Items from a dataset
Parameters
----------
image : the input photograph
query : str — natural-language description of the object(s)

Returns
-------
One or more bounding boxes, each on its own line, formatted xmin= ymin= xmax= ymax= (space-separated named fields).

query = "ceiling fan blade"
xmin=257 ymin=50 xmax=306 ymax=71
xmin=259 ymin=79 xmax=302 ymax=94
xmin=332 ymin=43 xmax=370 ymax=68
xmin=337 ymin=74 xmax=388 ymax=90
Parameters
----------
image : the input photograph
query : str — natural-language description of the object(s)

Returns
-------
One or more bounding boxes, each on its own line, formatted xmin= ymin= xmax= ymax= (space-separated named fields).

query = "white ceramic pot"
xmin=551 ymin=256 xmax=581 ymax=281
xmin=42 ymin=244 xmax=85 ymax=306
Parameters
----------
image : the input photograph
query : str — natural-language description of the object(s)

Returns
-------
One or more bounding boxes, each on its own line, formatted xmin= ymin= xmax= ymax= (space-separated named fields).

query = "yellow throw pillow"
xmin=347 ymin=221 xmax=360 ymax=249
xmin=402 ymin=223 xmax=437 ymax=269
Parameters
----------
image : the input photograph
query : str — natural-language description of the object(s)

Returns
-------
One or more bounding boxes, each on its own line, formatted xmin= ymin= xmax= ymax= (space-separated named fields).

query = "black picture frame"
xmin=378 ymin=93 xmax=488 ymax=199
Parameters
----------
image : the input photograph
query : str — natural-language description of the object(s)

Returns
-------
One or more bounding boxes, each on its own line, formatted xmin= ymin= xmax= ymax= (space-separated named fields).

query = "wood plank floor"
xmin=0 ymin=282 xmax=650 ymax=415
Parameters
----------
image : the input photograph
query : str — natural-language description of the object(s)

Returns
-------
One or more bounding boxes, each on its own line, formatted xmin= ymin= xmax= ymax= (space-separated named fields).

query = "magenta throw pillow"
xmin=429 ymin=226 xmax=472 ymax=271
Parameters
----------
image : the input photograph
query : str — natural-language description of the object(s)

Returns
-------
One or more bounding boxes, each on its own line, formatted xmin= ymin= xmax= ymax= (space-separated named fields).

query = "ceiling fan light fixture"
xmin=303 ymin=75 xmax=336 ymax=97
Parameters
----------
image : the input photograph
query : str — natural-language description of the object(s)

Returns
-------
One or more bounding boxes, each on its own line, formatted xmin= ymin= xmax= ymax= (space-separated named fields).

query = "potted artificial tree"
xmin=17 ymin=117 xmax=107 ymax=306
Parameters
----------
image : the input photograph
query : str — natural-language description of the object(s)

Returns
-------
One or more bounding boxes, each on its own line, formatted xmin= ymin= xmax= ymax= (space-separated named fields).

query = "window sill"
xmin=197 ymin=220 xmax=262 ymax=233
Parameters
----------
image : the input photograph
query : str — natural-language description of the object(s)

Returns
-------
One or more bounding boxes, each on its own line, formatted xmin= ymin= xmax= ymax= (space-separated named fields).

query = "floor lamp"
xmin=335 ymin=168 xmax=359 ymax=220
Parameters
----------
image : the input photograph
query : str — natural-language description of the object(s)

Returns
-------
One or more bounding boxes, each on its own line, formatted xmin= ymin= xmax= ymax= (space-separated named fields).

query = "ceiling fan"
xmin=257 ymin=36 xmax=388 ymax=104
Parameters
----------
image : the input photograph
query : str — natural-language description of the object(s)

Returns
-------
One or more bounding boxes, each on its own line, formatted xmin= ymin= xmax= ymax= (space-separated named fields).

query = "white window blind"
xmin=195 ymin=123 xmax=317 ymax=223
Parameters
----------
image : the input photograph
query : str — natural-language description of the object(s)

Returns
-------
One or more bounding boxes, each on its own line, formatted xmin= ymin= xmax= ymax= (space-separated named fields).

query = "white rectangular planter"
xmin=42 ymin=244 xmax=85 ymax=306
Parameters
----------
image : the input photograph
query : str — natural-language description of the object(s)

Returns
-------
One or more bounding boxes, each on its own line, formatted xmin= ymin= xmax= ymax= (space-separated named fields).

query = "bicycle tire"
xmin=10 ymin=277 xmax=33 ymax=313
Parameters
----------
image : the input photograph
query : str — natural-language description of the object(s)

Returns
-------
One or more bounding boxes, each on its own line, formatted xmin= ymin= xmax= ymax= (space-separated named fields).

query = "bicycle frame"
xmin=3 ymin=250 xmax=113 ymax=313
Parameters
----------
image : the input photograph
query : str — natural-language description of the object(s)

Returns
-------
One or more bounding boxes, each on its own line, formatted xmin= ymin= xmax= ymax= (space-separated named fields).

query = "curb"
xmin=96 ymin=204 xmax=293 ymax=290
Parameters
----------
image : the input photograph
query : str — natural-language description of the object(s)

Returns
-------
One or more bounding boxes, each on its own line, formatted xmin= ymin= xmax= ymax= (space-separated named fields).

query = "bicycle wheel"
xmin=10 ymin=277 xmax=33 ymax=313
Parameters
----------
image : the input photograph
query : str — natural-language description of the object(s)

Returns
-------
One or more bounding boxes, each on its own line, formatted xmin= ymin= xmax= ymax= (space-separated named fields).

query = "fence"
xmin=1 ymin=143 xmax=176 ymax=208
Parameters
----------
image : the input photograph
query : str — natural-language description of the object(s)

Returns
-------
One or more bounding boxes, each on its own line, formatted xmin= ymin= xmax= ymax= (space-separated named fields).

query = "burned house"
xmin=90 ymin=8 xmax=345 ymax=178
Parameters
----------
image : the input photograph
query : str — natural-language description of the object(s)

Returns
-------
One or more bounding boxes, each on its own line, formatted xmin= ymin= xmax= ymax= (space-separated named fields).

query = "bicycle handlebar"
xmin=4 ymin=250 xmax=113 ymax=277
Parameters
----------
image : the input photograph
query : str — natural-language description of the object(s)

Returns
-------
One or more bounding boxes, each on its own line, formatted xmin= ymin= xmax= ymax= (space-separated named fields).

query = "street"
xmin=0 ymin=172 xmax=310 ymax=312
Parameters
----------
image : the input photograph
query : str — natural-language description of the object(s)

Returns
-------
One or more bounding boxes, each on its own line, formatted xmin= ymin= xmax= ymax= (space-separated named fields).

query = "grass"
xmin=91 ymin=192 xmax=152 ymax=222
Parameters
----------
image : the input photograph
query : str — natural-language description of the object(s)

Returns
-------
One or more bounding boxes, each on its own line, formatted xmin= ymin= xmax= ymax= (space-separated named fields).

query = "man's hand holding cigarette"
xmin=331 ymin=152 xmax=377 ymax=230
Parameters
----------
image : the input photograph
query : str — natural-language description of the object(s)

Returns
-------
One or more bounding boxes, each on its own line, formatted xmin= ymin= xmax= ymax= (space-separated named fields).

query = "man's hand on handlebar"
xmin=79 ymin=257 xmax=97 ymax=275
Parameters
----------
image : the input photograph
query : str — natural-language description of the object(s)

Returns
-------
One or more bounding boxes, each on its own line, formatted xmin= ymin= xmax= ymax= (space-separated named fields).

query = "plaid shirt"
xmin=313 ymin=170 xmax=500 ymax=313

* [Action item]
Return every entry exactly; no line may be missing.

* [Task result]
Parameters
----------
image : the input photograph
query : str — natural-language description of the object(s)

Returns
-------
One or more bounding boxes, each on its own line, formatted xmin= ymin= xmax= ymax= (space-separated named fields).

query = "ceiling fan blade"
xmin=257 ymin=50 xmax=306 ymax=71
xmin=259 ymin=79 xmax=302 ymax=94
xmin=332 ymin=43 xmax=370 ymax=68
xmin=337 ymin=74 xmax=388 ymax=90
Parameters
----------
image : the input photograph
query : str — natural-language description of the object(s)

Returns
-------
One or more bounding boxes, each on its own line, formatted xmin= ymin= xmax= ymax= (space-separated named fields).

query = "white ceramic pot"
xmin=551 ymin=256 xmax=581 ymax=281
xmin=42 ymin=244 xmax=85 ymax=306
Parameters
----------
image : the input photograph
query : str — natural-language description of the object(s)

Returns
-------
One or more bounding boxes, each on its own line, formatted xmin= ymin= xmax= ymax= (space-separated named fields).

query = "yellow throw pillow"
xmin=347 ymin=221 xmax=360 ymax=249
xmin=402 ymin=223 xmax=437 ymax=269
Parameters
----------
image : the input photograph
query : str — natural-language description of the object(s)

Returns
-------
One or more bounding boxes, each on its own line, formatted xmin= ymin= xmax= ymax= (space-separated named fields).

query = "black picture frame"
xmin=378 ymin=93 xmax=488 ymax=199
Parameters
----------
image : the input photograph
query : str — natural-language description of the object(s)

Returns
-------
One or more bounding boxes, each on its own line, formatted xmin= ymin= xmax= ymax= (space-separated named fields).

query = "wood plank floor"
xmin=0 ymin=282 xmax=650 ymax=415
Parameters
----------
image : the input photograph
query : str — natural-language description of the object(s)

Returns
-------
One or more bounding boxes, each on its own line, formatted xmin= ymin= xmax= ymax= (space-separated named fields).

query = "magenta throw pillow"
xmin=429 ymin=226 xmax=472 ymax=271
Parameters
----------
image : the input photograph
query : str — natural-language description of the object(s)

Returns
-------
One or more bounding boxes, each on its own line, formatted xmin= ymin= xmax= ymax= (space-separated named fields).

query = "ceiling fan light fixture"
xmin=303 ymin=75 xmax=336 ymax=97
Parameters
----------
image : the input photograph
query : str — natural-language description of the object(s)

Returns
-------
One or more bounding boxes, each on its own line, formatted xmin= ymin= xmax= ymax= (space-separated named fields).

query = "potted artificial tree"
xmin=17 ymin=117 xmax=107 ymax=306
Parameters
----------
image : the input photograph
query : str — natural-language description of the object(s)

Returns
-------
One or more bounding boxes, each on its own line, formatted xmin= ymin= xmax= ymax= (space-separated named fields).

query = "window sill"
xmin=197 ymin=220 xmax=262 ymax=233
Parameters
----------
image : the input photograph
query : str — natural-language description of the object(s)

Returns
-------
One or more bounding boxes, each on its own line, formatted xmin= ymin= xmax= ymax= (space-separated named fields).

query = "floor lamp"
xmin=335 ymin=168 xmax=359 ymax=220
Parameters
----------
image : the input photograph
query : str — natural-language description of the object(s)

Returns
-------
One or more bounding boxes, each on its own line, formatted xmin= ymin= xmax= ymax= (space-separated named fields).

query = "ceiling fan"
xmin=257 ymin=36 xmax=388 ymax=104
Parameters
----------
image : the input photograph
query : str — natural-language description of the object(s)

Returns
-------
One or more bounding boxes, each on its own line, formatted xmin= ymin= xmax= ymax= (space-separated named fields).

query = "white window blind"
xmin=195 ymin=123 xmax=317 ymax=223
Parameters
----------
image : the input photograph
query : str — natural-language description of the object(s)

Returns
-------
One or more bounding boxes, each on its own line, formatted xmin= ymin= xmax= ymax= (space-separated named fields).

query = "white rectangular planter"
xmin=42 ymin=244 xmax=85 ymax=306
Parameters
----------
image : the input photograph
query : str — natural-language description of the object(s)

Returns
-------
One or more bounding boxes, each on its own line, formatted xmin= ymin= xmax= ymax= (space-separated named fields).

query = "bicycle tire"
xmin=10 ymin=277 xmax=33 ymax=313
Parameters
----------
image : the input photograph
query : str — natural-language description of the object(s)

Returns
-------
One or more bounding boxes, each on its own line, formatted xmin= ymin= xmax= ymax= (space-separated named fields).

query = "bicycle frame"
xmin=3 ymin=250 xmax=113 ymax=313
Parameters
----------
image : the input photograph
query : str — natural-language description of the object(s)

Returns
-------
One or more bounding boxes, each on its own line, formatted xmin= ymin= xmax= ymax= (space-separated named fields).

query = "curb"
xmin=96 ymin=204 xmax=293 ymax=290
Parameters
----------
image : the input photograph
query : str — natural-language description of the object(s)

Returns
-------
One or more bounding boxes, each on its own line, formatted xmin= ymin= xmax= ymax= (space-separated named fields).

query = "bicycle wheel"
xmin=10 ymin=277 xmax=33 ymax=313
Parameters
----------
image : the input photograph
query : str — natural-language description of the object(s)

Returns
-------
One or more bounding boxes, each on its own line, formatted xmin= ymin= xmax= ymax= (space-separated named fields).

query = "fence"
xmin=1 ymin=143 xmax=176 ymax=208
Parameters
----------
image : the input photograph
query : str — natural-language description of the object(s)

Returns
-------
One or more bounding boxes, each on its own line, formatted xmin= ymin= xmax= ymax= (space-separated named fields).

query = "burned house"
xmin=90 ymin=8 xmax=345 ymax=178
Parameters
----------
image : the input photograph
query : str — natural-language description of the object(s)

Returns
-------
One or more bounding boxes, each on its own line, formatted xmin= ymin= xmax= ymax= (space-separated named fields).

query = "bicycle handlebar"
xmin=4 ymin=250 xmax=113 ymax=277
Parameters
----------
image : the input photograph
query : str — natural-language description of the object(s)

Returns
-------
One or more bounding boxes, each on its own line, formatted xmin= ymin= xmax= ymax= (space-separated named fields).

query = "street"
xmin=0 ymin=172 xmax=310 ymax=312
Parameters
----------
image : the input photograph
query : str — natural-language description of the object(s)

Returns
-------
One or more bounding boxes, each on its own line, formatted xmin= ymin= xmax= ymax= (space-separated named fields).

query = "grass"
xmin=91 ymin=192 xmax=152 ymax=222
Parameters
----------
image : the input photograph
query : str — natural-language description of the object(s)

Returns
-------
One or more bounding boxes, each on its own line, formatted xmin= ymin= xmax= ymax= (space-separated named fields).

query = "man's hand holding cigarette"
xmin=331 ymin=152 xmax=377 ymax=230
Parameters
----------
image : the input photograph
query : str — natural-language description of the object(s)

Returns
-------
One or more bounding boxes, each on its own line, formatted xmin= ymin= xmax= ymax= (space-separated named fields).

query = "man's hand on handlebar"
xmin=79 ymin=257 xmax=97 ymax=275
Parameters
----------
image : the input photograph
query : str — natural-language description of the object(s)

Returns
-------
One or more bounding boxes, each on its own line, formatted xmin= ymin= xmax= ymax= (space-separated named fields).

query = "plaid shirt"
xmin=313 ymin=170 xmax=500 ymax=313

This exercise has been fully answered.